§ **Problem to work on**
Output the material exactly, with every line intact.

§ **The data**
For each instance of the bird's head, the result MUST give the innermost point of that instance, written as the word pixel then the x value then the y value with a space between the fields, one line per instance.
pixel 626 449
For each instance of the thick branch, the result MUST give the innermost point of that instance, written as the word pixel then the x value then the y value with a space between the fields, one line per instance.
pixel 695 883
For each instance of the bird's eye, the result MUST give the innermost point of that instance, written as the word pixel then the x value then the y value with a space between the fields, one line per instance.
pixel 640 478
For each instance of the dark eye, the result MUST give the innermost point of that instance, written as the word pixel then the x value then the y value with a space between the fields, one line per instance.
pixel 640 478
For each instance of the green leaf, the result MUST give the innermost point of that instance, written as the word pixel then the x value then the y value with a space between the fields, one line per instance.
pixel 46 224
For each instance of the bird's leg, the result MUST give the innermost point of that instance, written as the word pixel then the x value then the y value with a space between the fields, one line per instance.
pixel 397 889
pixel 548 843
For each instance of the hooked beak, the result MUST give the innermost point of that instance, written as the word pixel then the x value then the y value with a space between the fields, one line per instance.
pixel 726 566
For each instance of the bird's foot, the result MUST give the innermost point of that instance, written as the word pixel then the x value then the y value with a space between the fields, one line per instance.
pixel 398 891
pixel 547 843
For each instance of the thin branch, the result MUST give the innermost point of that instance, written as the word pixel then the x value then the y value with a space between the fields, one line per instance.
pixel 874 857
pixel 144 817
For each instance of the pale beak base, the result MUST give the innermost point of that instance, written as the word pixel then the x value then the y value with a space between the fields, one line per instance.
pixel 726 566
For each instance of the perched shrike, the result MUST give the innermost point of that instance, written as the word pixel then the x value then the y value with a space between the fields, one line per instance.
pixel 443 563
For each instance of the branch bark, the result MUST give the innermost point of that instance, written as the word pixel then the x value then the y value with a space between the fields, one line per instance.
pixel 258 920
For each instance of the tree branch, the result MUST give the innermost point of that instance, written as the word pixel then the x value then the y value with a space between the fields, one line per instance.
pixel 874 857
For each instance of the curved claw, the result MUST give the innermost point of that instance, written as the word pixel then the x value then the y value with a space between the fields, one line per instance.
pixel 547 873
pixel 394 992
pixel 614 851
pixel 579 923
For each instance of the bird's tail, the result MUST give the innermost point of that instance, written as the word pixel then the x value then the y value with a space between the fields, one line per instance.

§ **Task response**
For each instance of the bird's head, the result MUST give the innermost point of that instance, written as the word pixel then the x value then the y value with a space between the fields, one line per instance.
pixel 626 449
For each instance of the thick branch, the result MUST give the innermost point of that instance, written as the word pixel then the x value then the y value with a space between the fields, one line per instance.
pixel 695 883
For each instance of the bird's eye, the result MUST give the innermost point of that instance, written as the word pixel then the x value then the y value with a space between the fields, one line per instance.
pixel 640 478
For each instance of the dark eye, the result MUST give the innermost point of that instance, written as the word pixel then the x value then the y value with a space between the fields, one line per instance.
pixel 640 478
For each instance of the green leaf, the result MUST give the innermost point of that instance, written as the word pixel then the x value then the y value with a space between the fields, one line per instance.
pixel 46 224
For each instance of the bird's leg, the result MUST give the innermost point of that instance, written as the word pixel then the x value then the y value with a space between the fields, one line per instance.
pixel 397 889
pixel 548 843
For each instance of the hooked beak, the result MUST give the innermost point of that instance, written as the word pixel then the x value then the y value with a space between the fields, one line per instance.
pixel 726 566
For each instance of the bird's foot, the result MUST give the innermost point of that instance, written as the word pixel then the x value then the y value with a space between the fields, one line per instance.
pixel 398 891
pixel 547 843
For each instance of the thin branch, the result MUST give the innermost point of that instance, written as the word pixel then the x value then the y value with a space between the fields, one line per instance.
pixel 874 857
pixel 144 817
For each instance of the pale beak base, the result MUST give the innermost point of that instance, written as the word pixel then the x value then the y value with a space between the fields, one line per instance.
pixel 726 566
For each instance of the perched shrike, the result MUST give the innermost point of that instance, written as the word pixel then the x value then the y value with a space between the fields, one line per instance.
pixel 443 563
For each instance of the branch bark, the result MUST give the innermost point of that instance, written as the word pixel then the x value then the y value with a space between the fields, one line per instance.
pixel 258 920
For each instance of the tree branch, the result MUST give the innermost point of that instance, written as the word pixel then the x value then the y value with a space between the fields, one line per instance.
pixel 874 857
For each instance of the curved claw, the result MUST give the innermost point of that instance, written as the word pixel then the x value then the y value with a space between the fields, one line per instance.
pixel 547 873
pixel 394 992
pixel 614 851
pixel 579 923
For each instance of the bird's tail, the result MUST give the innermost point of that instance, written as the word pixel then the x value then the y value with a space between the fields, one line per instance.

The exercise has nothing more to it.